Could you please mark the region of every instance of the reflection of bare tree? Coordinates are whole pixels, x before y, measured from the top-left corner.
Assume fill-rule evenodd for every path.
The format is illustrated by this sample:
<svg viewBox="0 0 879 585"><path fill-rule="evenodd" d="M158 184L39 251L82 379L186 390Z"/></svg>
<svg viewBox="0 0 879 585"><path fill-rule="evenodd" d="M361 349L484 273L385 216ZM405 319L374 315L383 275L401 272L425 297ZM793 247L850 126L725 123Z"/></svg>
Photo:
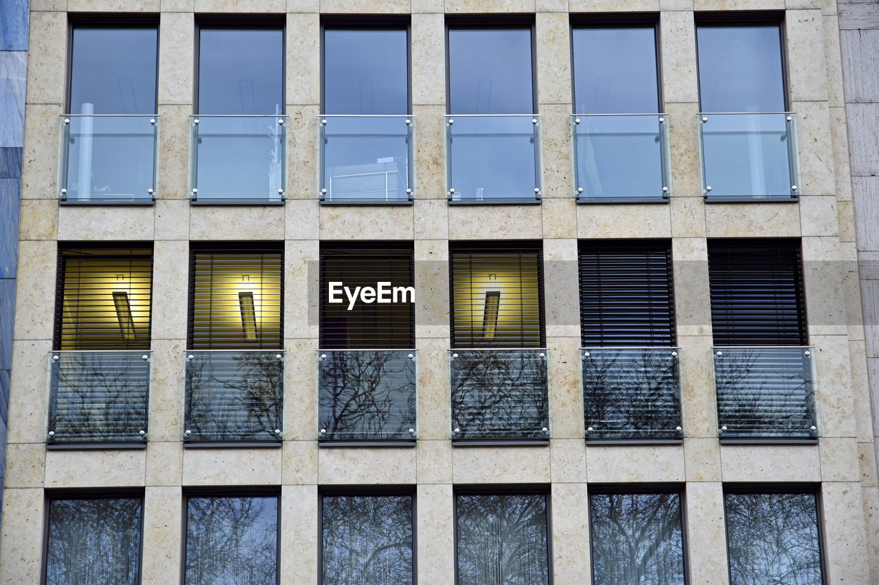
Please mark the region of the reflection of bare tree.
<svg viewBox="0 0 879 585"><path fill-rule="evenodd" d="M545 438L543 350L455 350L452 425L457 438Z"/></svg>
<svg viewBox="0 0 879 585"><path fill-rule="evenodd" d="M143 355L53 352L48 430L54 436L50 440L142 441L149 391L149 363Z"/></svg>
<svg viewBox="0 0 879 585"><path fill-rule="evenodd" d="M187 584L277 582L277 497L191 497Z"/></svg>
<svg viewBox="0 0 879 585"><path fill-rule="evenodd" d="M821 585L814 494L727 494L732 585Z"/></svg>
<svg viewBox="0 0 879 585"><path fill-rule="evenodd" d="M185 427L190 438L269 440L280 429L283 365L277 351L191 351Z"/></svg>
<svg viewBox="0 0 879 585"><path fill-rule="evenodd" d="M593 494L589 512L596 585L684 585L678 494Z"/></svg>
<svg viewBox="0 0 879 585"><path fill-rule="evenodd" d="M591 349L583 360L590 437L679 437L680 385L672 348Z"/></svg>
<svg viewBox="0 0 879 585"><path fill-rule="evenodd" d="M543 494L459 495L460 585L549 582Z"/></svg>
<svg viewBox="0 0 879 585"><path fill-rule="evenodd" d="M141 530L140 499L52 500L46 582L141 582Z"/></svg>
<svg viewBox="0 0 879 585"><path fill-rule="evenodd" d="M410 353L323 352L318 402L327 438L412 438L415 361Z"/></svg>
<svg viewBox="0 0 879 585"><path fill-rule="evenodd" d="M717 416L724 437L811 437L810 358L801 347L719 348Z"/></svg>
<svg viewBox="0 0 879 585"><path fill-rule="evenodd" d="M323 502L324 583L413 582L411 496L327 495Z"/></svg>

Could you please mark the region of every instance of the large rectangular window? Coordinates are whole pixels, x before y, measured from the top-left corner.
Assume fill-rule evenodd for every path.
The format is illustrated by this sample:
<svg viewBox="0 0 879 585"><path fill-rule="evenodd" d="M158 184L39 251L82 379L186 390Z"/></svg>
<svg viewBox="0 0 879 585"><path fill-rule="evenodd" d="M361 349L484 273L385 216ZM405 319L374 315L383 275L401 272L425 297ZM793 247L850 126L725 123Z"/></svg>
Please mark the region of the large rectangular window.
<svg viewBox="0 0 879 585"><path fill-rule="evenodd" d="M323 585L415 582L411 494L321 496Z"/></svg>
<svg viewBox="0 0 879 585"><path fill-rule="evenodd" d="M533 29L449 25L447 165L454 202L539 200Z"/></svg>
<svg viewBox="0 0 879 585"><path fill-rule="evenodd" d="M277 495L186 498L186 585L277 583Z"/></svg>
<svg viewBox="0 0 879 585"><path fill-rule="evenodd" d="M408 203L415 118L405 26L323 30L321 199Z"/></svg>
<svg viewBox="0 0 879 585"><path fill-rule="evenodd" d="M679 492L589 495L595 585L686 585Z"/></svg>
<svg viewBox="0 0 879 585"><path fill-rule="evenodd" d="M699 129L707 199L799 194L780 16L697 18Z"/></svg>
<svg viewBox="0 0 879 585"><path fill-rule="evenodd" d="M728 489L723 502L731 585L824 585L814 491Z"/></svg>
<svg viewBox="0 0 879 585"><path fill-rule="evenodd" d="M581 242L583 392L589 439L679 439L667 241Z"/></svg>
<svg viewBox="0 0 879 585"><path fill-rule="evenodd" d="M152 203L158 29L74 25L58 191L70 203Z"/></svg>
<svg viewBox="0 0 879 585"><path fill-rule="evenodd" d="M43 582L139 583L141 497L50 497Z"/></svg>
<svg viewBox="0 0 879 585"><path fill-rule="evenodd" d="M546 492L456 494L455 582L551 583L548 500Z"/></svg>
<svg viewBox="0 0 879 585"><path fill-rule="evenodd" d="M667 199L668 115L659 113L656 24L577 26L571 42L578 199Z"/></svg>
<svg viewBox="0 0 879 585"><path fill-rule="evenodd" d="M283 28L202 25L197 71L192 199L281 202L287 122Z"/></svg>
<svg viewBox="0 0 879 585"><path fill-rule="evenodd" d="M814 438L799 240L708 240L708 251L721 436Z"/></svg>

::::::::::

_Written task:_ Please reproduce the material above with "mark the region" swapped for "outline the area" wherever it occurs, keeping everything else the same and omitting the pictures.

_Solution to the exercise:_
Could you please outline the area of every instance of the reflection of bare tree? Coordinates are whole pixels, x before y, measured from the top-left corner.
Assume fill-rule evenodd for every path.
The format is illustrated by this sample:
<svg viewBox="0 0 879 585"><path fill-rule="evenodd" d="M158 184L39 251L82 379L186 390Z"/></svg>
<svg viewBox="0 0 879 585"><path fill-rule="evenodd" d="M361 349L484 273L385 216ZM405 319L374 315L383 275L401 272L425 297ZM793 247L850 126L725 123Z"/></svg>
Photo:
Please outline the area of the reflection of bare tree.
<svg viewBox="0 0 879 585"><path fill-rule="evenodd" d="M545 438L543 350L455 350L452 425L457 438Z"/></svg>
<svg viewBox="0 0 879 585"><path fill-rule="evenodd" d="M143 355L53 352L48 430L54 436L50 440L142 441L149 391L149 363Z"/></svg>
<svg viewBox="0 0 879 585"><path fill-rule="evenodd" d="M187 584L277 582L277 497L191 497Z"/></svg>
<svg viewBox="0 0 879 585"><path fill-rule="evenodd" d="M821 585L814 494L727 494L732 585Z"/></svg>
<svg viewBox="0 0 879 585"><path fill-rule="evenodd" d="M185 427L190 438L269 440L280 429L283 365L277 351L191 351Z"/></svg>
<svg viewBox="0 0 879 585"><path fill-rule="evenodd" d="M593 494L589 512L596 585L684 585L678 494Z"/></svg>
<svg viewBox="0 0 879 585"><path fill-rule="evenodd" d="M591 349L583 360L590 437L679 437L680 385L672 348Z"/></svg>
<svg viewBox="0 0 879 585"><path fill-rule="evenodd" d="M543 494L459 495L460 585L549 582Z"/></svg>
<svg viewBox="0 0 879 585"><path fill-rule="evenodd" d="M141 530L140 499L52 500L46 582L141 582Z"/></svg>
<svg viewBox="0 0 879 585"><path fill-rule="evenodd" d="M410 353L323 352L318 402L327 438L412 438L415 361Z"/></svg>
<svg viewBox="0 0 879 585"><path fill-rule="evenodd" d="M717 416L724 437L811 437L810 358L801 347L719 348Z"/></svg>
<svg viewBox="0 0 879 585"><path fill-rule="evenodd" d="M323 502L324 583L413 582L411 496L327 495Z"/></svg>

Could you please outline the area of every instance of the large rectangular window? Coordinates are whole pixels, x before y, measured from the top-left corner.
Assume fill-rule evenodd for every path.
The format is illustrated by this sample:
<svg viewBox="0 0 879 585"><path fill-rule="evenodd" d="M158 184L39 251L82 379L186 390Z"/></svg>
<svg viewBox="0 0 879 585"><path fill-rule="evenodd" d="M361 349L484 273L385 216ZM405 319L374 315L383 275L401 272L425 297ZM793 247L850 126L725 123Z"/></svg>
Please outline the area of the large rectangular window.
<svg viewBox="0 0 879 585"><path fill-rule="evenodd" d="M323 585L415 582L411 494L321 496Z"/></svg>
<svg viewBox="0 0 879 585"><path fill-rule="evenodd" d="M533 29L449 25L447 165L454 202L539 200Z"/></svg>
<svg viewBox="0 0 879 585"><path fill-rule="evenodd" d="M277 495L186 498L186 585L277 583Z"/></svg>
<svg viewBox="0 0 879 585"><path fill-rule="evenodd" d="M408 203L415 118L405 26L323 30L321 199Z"/></svg>
<svg viewBox="0 0 879 585"><path fill-rule="evenodd" d="M679 492L589 495L595 585L686 585Z"/></svg>
<svg viewBox="0 0 879 585"><path fill-rule="evenodd" d="M699 129L707 199L799 194L780 16L697 18Z"/></svg>
<svg viewBox="0 0 879 585"><path fill-rule="evenodd" d="M728 489L723 502L731 585L824 585L814 491Z"/></svg>
<svg viewBox="0 0 879 585"><path fill-rule="evenodd" d="M581 242L583 392L589 439L679 439L667 241Z"/></svg>
<svg viewBox="0 0 879 585"><path fill-rule="evenodd" d="M152 203L158 29L74 25L58 191L70 203Z"/></svg>
<svg viewBox="0 0 879 585"><path fill-rule="evenodd" d="M43 582L139 583L141 497L50 497Z"/></svg>
<svg viewBox="0 0 879 585"><path fill-rule="evenodd" d="M546 492L456 494L455 582L551 583L548 500Z"/></svg>
<svg viewBox="0 0 879 585"><path fill-rule="evenodd" d="M667 199L668 115L659 113L656 24L577 26L571 42L578 199Z"/></svg>
<svg viewBox="0 0 879 585"><path fill-rule="evenodd" d="M283 28L202 25L197 71L192 199L281 202L287 122Z"/></svg>
<svg viewBox="0 0 879 585"><path fill-rule="evenodd" d="M814 438L799 240L708 240L708 251L721 436Z"/></svg>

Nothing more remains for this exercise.